- SELECTION
## START

README.txt
Ziheng, 11 November 2022

This note explains the four options for analyzying multiple datasets implemented in 
baseml and codeml.  The multiple alignments are in one sequence data file, one after 
another.  

[Note for myself: ndata_trees_opt = 0 1 2 3 are for cases a b c d.]

(a) ndata = 3
This is the old option, with one tree block used for all datasets/alignments.
All alignments in the file must have the same set of sequence names.  A common 
use of this option is to simulate replicate datasets (using evolver, say) 
and then analyze them one by one using the same set of trees.  
    cd ndata
	..\..\bin\evolver 5 MCbase.txt
    ..\..\bin\baseml baseml.ctl

The rest of the note is about the new options b, c, d, using the example data files 
The example data file 4s-ndata.txt include 3 alignments, with 2, 3, and 4 sequences, 
respectively.  The tree files are 4s.trees, etc.

## END

- DATASET

## START

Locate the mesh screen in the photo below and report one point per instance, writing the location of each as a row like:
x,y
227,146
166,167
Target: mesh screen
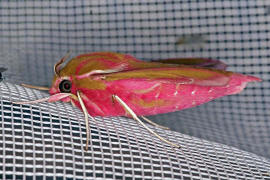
x,y
226,138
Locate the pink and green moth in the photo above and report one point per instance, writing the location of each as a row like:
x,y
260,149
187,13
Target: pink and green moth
x,y
114,84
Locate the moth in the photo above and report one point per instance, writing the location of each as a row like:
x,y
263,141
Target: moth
x,y
114,84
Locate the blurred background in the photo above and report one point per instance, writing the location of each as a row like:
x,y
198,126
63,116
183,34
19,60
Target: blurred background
x,y
34,35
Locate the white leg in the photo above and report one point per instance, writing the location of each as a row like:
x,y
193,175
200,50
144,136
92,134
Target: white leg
x,y
125,106
153,123
86,120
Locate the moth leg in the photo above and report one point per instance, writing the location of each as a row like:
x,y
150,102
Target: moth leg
x,y
153,123
86,120
125,106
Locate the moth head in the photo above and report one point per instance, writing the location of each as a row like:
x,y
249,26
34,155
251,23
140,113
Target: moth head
x,y
62,85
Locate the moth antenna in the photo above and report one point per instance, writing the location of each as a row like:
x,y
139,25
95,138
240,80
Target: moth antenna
x,y
86,119
53,98
118,99
154,124
108,71
58,64
36,87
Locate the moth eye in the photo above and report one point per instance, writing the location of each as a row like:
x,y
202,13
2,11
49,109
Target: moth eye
x,y
65,86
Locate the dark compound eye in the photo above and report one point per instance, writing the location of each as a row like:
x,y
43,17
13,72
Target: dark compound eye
x,y
65,86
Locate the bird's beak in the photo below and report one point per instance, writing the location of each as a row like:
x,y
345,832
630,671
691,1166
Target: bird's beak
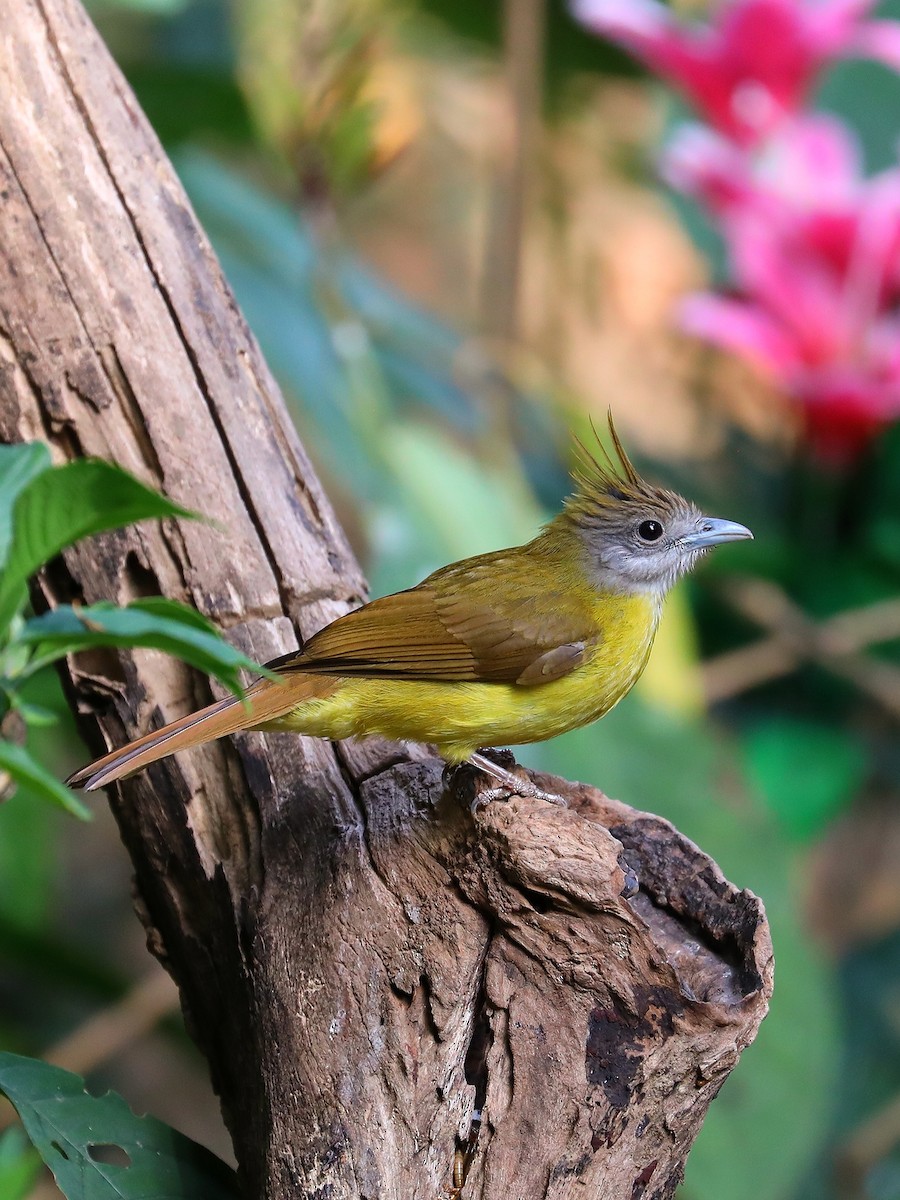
x,y
713,532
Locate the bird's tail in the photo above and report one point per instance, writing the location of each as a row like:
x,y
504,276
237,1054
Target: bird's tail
x,y
265,701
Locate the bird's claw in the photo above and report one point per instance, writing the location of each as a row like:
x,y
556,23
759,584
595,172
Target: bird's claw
x,y
525,789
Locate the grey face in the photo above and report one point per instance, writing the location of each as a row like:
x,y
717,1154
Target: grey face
x,y
646,546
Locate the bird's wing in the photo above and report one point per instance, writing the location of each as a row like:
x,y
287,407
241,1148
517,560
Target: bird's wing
x,y
450,628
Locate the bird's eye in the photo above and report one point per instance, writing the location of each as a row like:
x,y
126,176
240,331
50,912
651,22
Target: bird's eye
x,y
649,531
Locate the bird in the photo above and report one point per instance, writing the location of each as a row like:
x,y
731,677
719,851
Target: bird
x,y
503,648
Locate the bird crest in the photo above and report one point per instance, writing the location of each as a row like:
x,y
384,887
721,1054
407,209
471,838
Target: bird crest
x,y
604,483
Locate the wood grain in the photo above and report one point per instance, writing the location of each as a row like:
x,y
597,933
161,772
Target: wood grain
x,y
363,960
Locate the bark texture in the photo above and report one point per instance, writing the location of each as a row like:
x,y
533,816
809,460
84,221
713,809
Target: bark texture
x,y
366,964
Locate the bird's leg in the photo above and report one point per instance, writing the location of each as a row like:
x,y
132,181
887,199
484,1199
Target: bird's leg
x,y
507,784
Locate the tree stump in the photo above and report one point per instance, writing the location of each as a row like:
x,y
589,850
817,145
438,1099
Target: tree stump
x,y
397,997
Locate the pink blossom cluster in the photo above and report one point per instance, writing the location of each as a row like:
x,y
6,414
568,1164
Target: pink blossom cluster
x,y
814,245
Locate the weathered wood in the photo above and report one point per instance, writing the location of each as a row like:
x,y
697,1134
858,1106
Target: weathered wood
x,y
363,960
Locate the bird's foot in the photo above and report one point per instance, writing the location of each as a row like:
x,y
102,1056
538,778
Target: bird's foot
x,y
507,784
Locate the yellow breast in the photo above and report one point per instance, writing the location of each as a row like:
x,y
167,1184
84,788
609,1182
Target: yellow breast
x,y
460,718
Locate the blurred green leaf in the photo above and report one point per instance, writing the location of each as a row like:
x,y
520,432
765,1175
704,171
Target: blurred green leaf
x,y
805,771
19,1164
569,47
186,101
18,763
28,862
154,623
786,1079
63,505
18,466
99,1150
468,508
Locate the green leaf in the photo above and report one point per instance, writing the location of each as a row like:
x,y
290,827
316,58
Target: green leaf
x,y
29,864
18,466
154,623
18,1165
63,505
99,1150
17,762
805,771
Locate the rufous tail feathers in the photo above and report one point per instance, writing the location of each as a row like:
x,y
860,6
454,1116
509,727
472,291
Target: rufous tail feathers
x,y
264,701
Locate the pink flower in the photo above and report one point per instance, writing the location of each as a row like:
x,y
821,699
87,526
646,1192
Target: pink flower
x,y
803,191
755,63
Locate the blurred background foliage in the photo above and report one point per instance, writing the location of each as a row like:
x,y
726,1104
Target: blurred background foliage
x,y
442,222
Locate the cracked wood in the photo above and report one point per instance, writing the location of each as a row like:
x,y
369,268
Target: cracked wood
x,y
397,999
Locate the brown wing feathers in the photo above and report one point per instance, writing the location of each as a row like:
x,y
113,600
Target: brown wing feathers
x,y
444,629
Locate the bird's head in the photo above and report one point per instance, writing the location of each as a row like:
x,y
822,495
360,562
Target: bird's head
x,y
639,538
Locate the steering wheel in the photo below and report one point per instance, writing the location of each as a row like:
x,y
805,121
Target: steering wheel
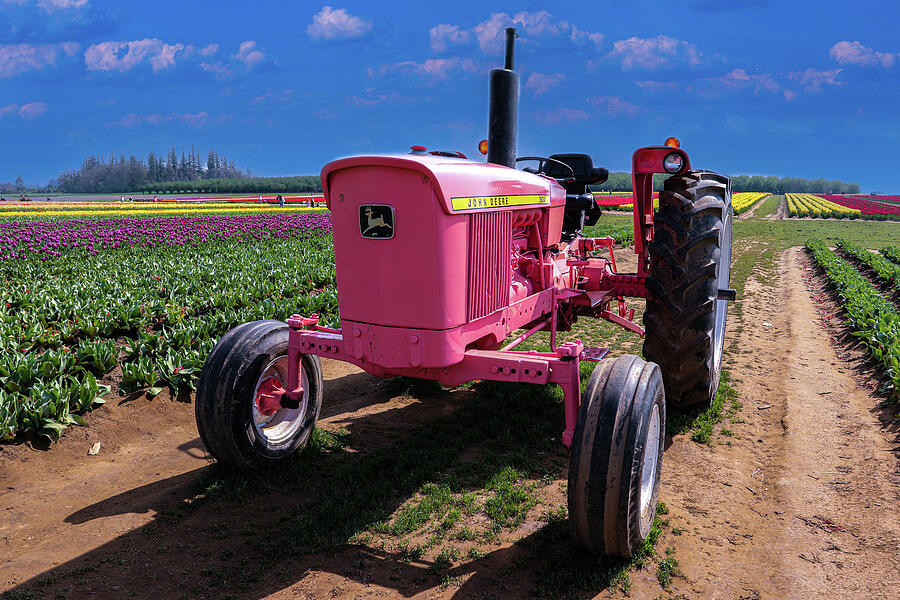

## END

- WRITTEN INSTRUCTION 1
In the README, what makes option (a) suitable for work with replicate datasets simulated by evolver? Answer in one to three sentences.
- WRITTEN INSTRUCTION 2
In the records, reproduce the lines starting with the line that contains "Locate the blurred background foliage" and going on through the end of the records, including both ends. Leave the pictures out of your answer.

- CORRECT RESPONSE 1
Option (a) uses a single tree block for all the alignments in the file. Replicate datasets simulated with evolver can therefore be analyzed one by one using the same set of trees.

- CORRECT RESPONSE 2
Locate the blurred background foliage in the photo above and report one point per instance, writing the location of each as a row like:
x,y
726,1104
Target: blurred background foliage
x,y
442,222
Locate the cracked wood in the photo above and report one point per instance, writing the location of each as a row like:
x,y
369,268
Target: cracked wood
x,y
397,999
Locate the brown wing feathers in the photo above and report one point per instance, writing the location of each as a row like:
x,y
113,600
Target: brown wing feathers
x,y
444,629
Locate the bird's head in the photo above and report one point per instance, writing the location of each as a row like:
x,y
822,495
360,562
Target: bird's head
x,y
639,538
Locate the steering wheel in the photo below and report one point per instance, writing the location of each as a row like:
x,y
805,121
Target: steering wheel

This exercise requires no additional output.